▶ _Selected text_:
=====

This reads a bunch of ints from sin and writes the unique ones to cout. Simple, right? This code prints:

1 2 3 4 5

Think for a minute how you would implement unique_copy. First you read an int from the stream. Then you write it out to the other stream. Then you read another int. You want to compare it to the last one. Ah! You need to save the last element locally so that you can do the comparisons. Interesting.

When I really want to understand how some part of the STL works, I check out how the feature is implemented in ye olde SGI STL. This codebase is so old, it may have first been written on parchment and compiled by monks. But it’s the cleanest and most straightforward STL implementation I know, and I recommend reading it through. Here, modulo some edits for readability, is the relevant part of unique_copy:

// Copyright (c) 1994
// Hewlett-Packard Company
// Copyright (c) 1996
// Silicon Graphics Computer Systems, Inc.
template <class InIter, class OutIter, class Fn,
          class _Tp>
OutIter
__unique_copy(InIter first, InIter last,
              OutIter result,
              Fn binary_pred, _Tp*) {
  _Tp value = *first;
  *result = value;
  while (++first != last)

=====

▶ _Exercise data_:
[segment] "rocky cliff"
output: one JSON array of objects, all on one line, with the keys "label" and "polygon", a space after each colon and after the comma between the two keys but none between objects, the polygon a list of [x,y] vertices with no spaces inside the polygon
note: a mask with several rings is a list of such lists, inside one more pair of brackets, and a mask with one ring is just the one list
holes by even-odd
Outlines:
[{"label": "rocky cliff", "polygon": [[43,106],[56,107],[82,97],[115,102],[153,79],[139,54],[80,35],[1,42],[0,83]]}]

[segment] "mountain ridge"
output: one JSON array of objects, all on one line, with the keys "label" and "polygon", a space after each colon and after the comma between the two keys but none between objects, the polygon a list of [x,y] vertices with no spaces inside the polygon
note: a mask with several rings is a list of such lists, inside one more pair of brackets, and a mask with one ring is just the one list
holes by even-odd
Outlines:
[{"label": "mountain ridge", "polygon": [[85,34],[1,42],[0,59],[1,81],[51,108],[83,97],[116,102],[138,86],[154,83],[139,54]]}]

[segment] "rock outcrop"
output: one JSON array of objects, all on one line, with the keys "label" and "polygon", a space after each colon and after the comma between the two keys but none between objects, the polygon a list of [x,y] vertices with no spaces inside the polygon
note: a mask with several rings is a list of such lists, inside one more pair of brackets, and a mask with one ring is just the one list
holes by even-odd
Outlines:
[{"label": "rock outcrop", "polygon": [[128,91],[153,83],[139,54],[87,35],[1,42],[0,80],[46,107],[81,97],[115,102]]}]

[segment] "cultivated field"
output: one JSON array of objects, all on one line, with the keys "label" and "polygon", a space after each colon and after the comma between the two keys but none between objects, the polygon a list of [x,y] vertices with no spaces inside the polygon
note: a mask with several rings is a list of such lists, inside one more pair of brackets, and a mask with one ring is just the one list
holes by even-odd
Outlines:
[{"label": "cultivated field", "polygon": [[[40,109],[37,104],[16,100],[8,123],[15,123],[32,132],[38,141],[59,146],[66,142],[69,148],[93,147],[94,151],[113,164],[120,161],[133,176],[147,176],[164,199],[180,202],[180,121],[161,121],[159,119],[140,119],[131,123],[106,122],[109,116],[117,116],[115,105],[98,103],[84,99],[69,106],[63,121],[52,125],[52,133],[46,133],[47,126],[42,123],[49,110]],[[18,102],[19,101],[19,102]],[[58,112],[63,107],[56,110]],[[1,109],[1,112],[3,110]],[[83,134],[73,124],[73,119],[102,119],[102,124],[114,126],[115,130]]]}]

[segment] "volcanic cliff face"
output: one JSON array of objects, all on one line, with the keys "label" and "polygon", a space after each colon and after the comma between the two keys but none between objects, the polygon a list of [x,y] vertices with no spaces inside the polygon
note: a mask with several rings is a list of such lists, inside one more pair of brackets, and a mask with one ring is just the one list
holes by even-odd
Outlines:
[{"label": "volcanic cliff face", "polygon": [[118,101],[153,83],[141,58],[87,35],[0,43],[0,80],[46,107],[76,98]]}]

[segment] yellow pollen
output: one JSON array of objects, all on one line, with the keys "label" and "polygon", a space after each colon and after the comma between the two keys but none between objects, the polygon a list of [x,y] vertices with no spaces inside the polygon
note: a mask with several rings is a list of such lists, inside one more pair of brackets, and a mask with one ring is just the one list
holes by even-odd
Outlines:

=====

▶ _Required work_:
Quote the unique_copy text in full, word for word. Rely on the unique_copy text alone, not on the listing.

▶ _Exercise result_:
This reads a bunch of ints from sin and writes the unique ones to cout. Simple, right? This code prints:

1 2 3 4 5

Think for a minute how you would implement unique_copy. First you read an int from the stream. Then you write it out to the other stream. Then you read another int. You want to compare it to the last one. Ah! You need to save the last element locally so that you can do the comparisons. Interesting.

When I really want to understand how some part of the STL works, I check out how the feature is implemented in ye olde SGI STL. This codebase is so old, it may have first been written on parchment and compiled by monks. But it’s the cleanest and most straightforward STL implementation I know, and I recommend reading it through. Here, modulo some edits for readability, is the relevant part of unique_copy:

// Copyright (c) 1994
// Hewlett-Packard Company
// Copyright (c) 1996
// Silicon Graphics Computer Systems, Inc.
template <class InIter, class OutIter, class Fn,
          class _Tp>
OutIter
__unique_copy(InIter first, InIter last,
              OutIter result,
              Fn binary_pred, _Tp*) {
  _Tp value = *first;
  *result = value;
  while (++first != last)